-- Ausgewählter Text --

Planlos

„Von einem gewissen Punkt an gibt es keine Rückkehr mehr. Dieser Punkt ist zu erreichen.“
– Frank Kafka

Wenn ich einen Test zu Persönlichkeitstypen mache, dann kommt bei mir in der Regel – auch wenn sich die Typenbezeichnungen unterscheiden – immer ein ähnliches Ergebnis: Ich bin ein stark ausgeprägter Planertyp, der Analytiker, der sich gerne auch mal im Detail verliert – nur um des Planes Willen natürlich.

Ich möchte diese Persönlichkeitsklassifizierung auch gar nicht bestreiten, denn ich habe gerne einen Plan.
Ein Plan gibt mir Sicherheit. Er zeigt mir, welcher Schritt als nächstes kommen soll. Ein Plan schafft für mich Struktur und lässt mich das große Ganze besser überblicken.
Wenn ich keinen Plan habe, dann verzettele ich mich leicht, weil ich dann zu viele Dinge auf einmal machen möchte.
Aber wenn ich einen Plan habe, dann kann ich besser eine Sache nach der anderen machen und werde nicht ständig von der Angst geplagt, dass ich doch noch was vergessen könnte.
Ich mache auch gern Pläne (wie z.B. meine Wochenendaufgabenliste oder meinen Trainingsplan). Alleine der Prozess des Planens erzeugt bei mir ein Gefühl der Ruhe und lässt mich in dem Glauben, alles im Griff zu haben.

Das trügerische am Planen ist aber, dass man auch einen Plan machen kann, ohne ein ganz konkretes Ziel vor Augen zu haben.
Man kann einfach einzelne Schritte oder Aufgaben aneinanderreihen, in der Hoffnung, dass das Ziel, an dem man am Ende rauskommt, sich als richtig erweist.
Nur leider ist genau das eben nicht garantiert, so sinnvoll und vernünftig einem die einzelnen Schritte auch vorgekommen sind, die man auf dem Weg gegangen ist.

-- Aufgabe 1 --
Fasse den Text über das Planen bitte in zwei Sätzen zusammen.
Die Datensätze stehen in keinem Zusammenhang mit dem Text über das Planen.

-- Datensätze --
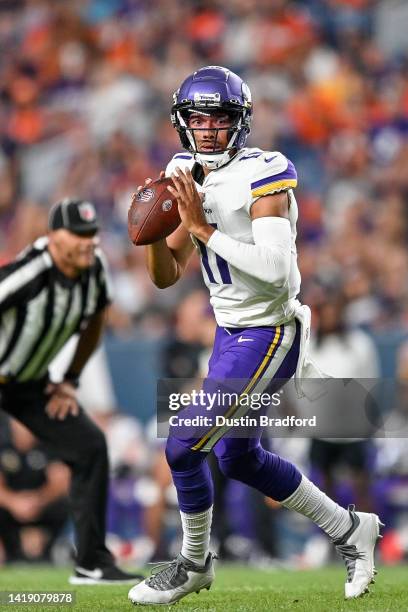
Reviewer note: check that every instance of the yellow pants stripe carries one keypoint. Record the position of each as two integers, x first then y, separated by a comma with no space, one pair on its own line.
258,374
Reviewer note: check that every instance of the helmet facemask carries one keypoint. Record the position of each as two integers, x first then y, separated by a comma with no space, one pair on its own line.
213,89
217,154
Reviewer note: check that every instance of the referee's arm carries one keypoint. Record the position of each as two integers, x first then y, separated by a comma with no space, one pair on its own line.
87,343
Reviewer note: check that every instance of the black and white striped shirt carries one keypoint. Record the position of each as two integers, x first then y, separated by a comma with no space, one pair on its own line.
41,308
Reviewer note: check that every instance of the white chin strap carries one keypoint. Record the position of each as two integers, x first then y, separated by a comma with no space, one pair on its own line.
214,160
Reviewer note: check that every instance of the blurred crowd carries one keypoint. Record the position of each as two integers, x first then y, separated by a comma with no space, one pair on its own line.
85,93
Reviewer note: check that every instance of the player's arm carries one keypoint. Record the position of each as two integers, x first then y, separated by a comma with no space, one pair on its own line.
167,259
268,258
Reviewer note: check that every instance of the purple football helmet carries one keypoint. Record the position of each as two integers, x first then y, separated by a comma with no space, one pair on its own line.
213,88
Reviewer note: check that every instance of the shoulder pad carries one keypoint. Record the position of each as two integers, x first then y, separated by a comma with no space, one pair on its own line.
183,160
272,172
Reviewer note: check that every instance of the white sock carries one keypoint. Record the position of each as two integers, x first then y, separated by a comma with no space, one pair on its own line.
196,535
313,503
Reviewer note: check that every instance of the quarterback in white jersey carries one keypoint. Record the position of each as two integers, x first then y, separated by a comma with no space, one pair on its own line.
238,206
240,299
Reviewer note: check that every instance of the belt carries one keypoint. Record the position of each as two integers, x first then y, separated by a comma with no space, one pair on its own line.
12,383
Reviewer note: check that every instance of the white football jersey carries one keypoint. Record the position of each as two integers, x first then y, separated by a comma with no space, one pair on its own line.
239,299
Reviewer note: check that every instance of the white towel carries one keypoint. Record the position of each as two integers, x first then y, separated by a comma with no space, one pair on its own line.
306,368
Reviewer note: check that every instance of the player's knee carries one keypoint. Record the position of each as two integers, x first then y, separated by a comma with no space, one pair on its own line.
241,467
180,457
96,444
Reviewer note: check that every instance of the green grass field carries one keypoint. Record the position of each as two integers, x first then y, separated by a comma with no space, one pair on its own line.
237,589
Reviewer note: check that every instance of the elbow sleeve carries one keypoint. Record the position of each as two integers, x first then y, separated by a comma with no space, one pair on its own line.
268,259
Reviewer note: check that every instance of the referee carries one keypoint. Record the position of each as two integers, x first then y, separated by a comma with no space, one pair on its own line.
56,288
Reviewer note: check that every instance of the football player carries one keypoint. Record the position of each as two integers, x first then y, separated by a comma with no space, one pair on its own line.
238,210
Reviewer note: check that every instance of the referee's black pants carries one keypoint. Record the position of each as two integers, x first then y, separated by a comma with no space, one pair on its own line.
79,443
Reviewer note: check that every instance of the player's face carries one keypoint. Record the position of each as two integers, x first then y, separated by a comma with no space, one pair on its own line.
75,251
210,131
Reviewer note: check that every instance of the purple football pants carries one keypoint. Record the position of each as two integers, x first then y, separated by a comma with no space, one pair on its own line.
254,358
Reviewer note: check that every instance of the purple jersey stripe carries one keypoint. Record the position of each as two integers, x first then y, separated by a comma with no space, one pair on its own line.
204,259
224,270
289,173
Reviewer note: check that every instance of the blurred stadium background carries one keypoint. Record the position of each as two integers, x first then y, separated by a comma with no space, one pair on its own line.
85,92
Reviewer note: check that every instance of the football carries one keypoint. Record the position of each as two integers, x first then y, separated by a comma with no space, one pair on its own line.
153,213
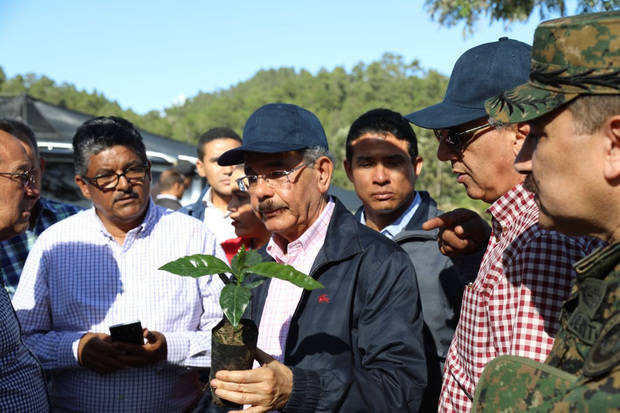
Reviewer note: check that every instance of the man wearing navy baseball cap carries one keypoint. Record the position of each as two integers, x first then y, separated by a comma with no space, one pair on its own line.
514,304
355,345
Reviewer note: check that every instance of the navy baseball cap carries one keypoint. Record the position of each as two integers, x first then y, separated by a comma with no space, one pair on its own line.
480,73
277,127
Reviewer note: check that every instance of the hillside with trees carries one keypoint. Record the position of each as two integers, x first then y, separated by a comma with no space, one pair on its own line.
336,96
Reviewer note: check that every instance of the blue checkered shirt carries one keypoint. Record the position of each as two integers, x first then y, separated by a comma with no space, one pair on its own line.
13,252
77,279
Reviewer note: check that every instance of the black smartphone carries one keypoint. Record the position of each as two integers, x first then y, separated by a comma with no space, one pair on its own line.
130,333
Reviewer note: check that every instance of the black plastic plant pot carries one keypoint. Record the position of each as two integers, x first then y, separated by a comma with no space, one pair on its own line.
232,350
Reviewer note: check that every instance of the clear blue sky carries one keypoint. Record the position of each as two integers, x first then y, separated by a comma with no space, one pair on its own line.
147,54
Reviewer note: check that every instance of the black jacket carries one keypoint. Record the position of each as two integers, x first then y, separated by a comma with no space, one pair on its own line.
441,281
356,345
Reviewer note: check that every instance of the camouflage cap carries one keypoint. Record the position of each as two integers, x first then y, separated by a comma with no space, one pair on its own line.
572,56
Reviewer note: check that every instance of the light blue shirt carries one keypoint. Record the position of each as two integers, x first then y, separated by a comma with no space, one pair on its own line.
397,226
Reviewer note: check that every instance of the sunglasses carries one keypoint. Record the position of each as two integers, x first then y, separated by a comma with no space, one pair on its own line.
459,140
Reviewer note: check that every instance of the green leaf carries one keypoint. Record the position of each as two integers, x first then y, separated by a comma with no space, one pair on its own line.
254,284
244,259
196,266
287,273
234,299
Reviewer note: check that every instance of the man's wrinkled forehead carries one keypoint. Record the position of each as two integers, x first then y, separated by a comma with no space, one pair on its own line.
270,161
12,153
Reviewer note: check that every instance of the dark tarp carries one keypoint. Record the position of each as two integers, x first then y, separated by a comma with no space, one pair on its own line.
54,127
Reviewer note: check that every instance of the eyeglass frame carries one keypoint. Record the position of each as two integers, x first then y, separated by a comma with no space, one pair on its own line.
93,179
453,138
28,178
285,174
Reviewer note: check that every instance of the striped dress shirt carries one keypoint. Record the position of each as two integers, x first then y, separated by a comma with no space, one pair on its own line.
283,296
77,279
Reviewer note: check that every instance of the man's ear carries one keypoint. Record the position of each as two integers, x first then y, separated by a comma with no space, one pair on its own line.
83,185
347,169
611,132
325,167
200,168
523,129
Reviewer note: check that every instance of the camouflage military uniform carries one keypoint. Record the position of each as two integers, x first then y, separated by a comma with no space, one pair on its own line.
571,57
582,372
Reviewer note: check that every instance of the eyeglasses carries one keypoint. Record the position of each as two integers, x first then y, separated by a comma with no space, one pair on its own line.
134,175
27,178
275,179
459,140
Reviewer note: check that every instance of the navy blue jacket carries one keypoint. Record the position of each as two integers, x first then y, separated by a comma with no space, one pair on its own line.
356,345
441,281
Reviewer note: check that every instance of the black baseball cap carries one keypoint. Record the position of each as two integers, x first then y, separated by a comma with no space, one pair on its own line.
275,128
480,73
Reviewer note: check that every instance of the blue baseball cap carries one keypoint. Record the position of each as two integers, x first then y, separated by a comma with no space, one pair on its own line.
277,127
480,73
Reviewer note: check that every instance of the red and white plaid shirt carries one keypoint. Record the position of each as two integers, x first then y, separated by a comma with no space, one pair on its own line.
283,296
513,307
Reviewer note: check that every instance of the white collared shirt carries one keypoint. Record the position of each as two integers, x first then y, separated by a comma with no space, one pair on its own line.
219,223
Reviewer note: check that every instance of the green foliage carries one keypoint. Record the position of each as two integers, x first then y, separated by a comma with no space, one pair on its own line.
236,295
452,12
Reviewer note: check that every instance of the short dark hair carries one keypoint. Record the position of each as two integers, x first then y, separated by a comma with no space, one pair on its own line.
98,134
185,168
22,132
591,111
169,178
382,121
213,134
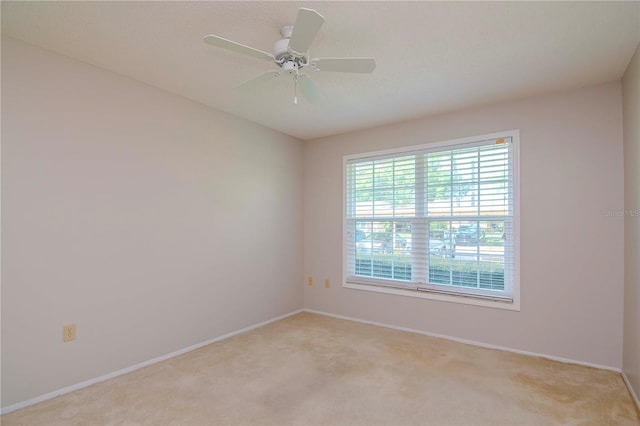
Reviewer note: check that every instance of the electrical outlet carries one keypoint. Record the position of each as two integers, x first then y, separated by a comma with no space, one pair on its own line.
68,333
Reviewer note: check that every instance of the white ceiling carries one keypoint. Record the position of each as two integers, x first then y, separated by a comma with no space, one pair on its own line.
431,57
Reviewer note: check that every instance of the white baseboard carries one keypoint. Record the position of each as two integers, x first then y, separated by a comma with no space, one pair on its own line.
632,391
134,367
468,342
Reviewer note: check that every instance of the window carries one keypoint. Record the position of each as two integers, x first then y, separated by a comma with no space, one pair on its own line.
437,221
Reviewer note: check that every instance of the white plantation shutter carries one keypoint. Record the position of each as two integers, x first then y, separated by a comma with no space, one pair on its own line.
435,218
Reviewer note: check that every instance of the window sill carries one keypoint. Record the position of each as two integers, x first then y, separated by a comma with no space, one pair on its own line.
463,299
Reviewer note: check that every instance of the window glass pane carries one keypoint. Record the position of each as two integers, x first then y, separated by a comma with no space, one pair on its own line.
383,249
440,217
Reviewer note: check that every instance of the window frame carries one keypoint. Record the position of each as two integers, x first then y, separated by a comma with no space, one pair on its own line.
436,292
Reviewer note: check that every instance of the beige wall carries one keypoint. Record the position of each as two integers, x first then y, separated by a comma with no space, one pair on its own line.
152,222
631,112
571,251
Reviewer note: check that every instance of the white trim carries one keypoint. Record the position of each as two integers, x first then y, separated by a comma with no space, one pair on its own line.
137,366
470,298
468,342
633,393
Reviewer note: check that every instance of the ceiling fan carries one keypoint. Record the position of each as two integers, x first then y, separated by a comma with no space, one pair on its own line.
291,56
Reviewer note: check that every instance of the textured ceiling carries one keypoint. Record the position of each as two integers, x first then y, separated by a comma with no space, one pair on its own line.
431,57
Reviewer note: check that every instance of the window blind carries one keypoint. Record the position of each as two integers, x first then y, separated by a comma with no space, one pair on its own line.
437,218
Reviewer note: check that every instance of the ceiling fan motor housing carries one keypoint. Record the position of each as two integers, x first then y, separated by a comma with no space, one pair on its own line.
281,49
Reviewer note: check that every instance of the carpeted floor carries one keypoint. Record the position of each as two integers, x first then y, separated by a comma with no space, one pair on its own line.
309,369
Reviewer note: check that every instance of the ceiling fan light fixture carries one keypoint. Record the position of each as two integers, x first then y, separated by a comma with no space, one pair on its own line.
291,54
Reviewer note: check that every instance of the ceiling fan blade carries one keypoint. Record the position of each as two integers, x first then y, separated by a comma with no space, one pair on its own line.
309,89
361,65
236,47
305,29
258,81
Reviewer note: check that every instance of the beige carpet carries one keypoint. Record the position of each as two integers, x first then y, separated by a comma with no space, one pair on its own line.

-- Aufgabe 2 --
Zähle die Zeilen der Datensätze, in denen die Zeichenfolge „blade“ vorkommt, und gib nur die Zahl an.

-- Vollständige Antwort 1 --
Die schreibende Person ordnet sich als stark ausgeprägten Planertyp ein, dem ein Plan Sicherheit, Struktur und ein Gefühl der Ruhe gibt, während sie sich ohne Plan leicht verzettelt. Trügerisch am Planen ist jedoch, dass man auch ohne konkretes Ziel einzelne Schritte aneinanderreihen kann, wobei nicht garantiert ist, dass sich das Ziel am Ende als richtig erweist.

-- Vollständige Antwort 2 --
1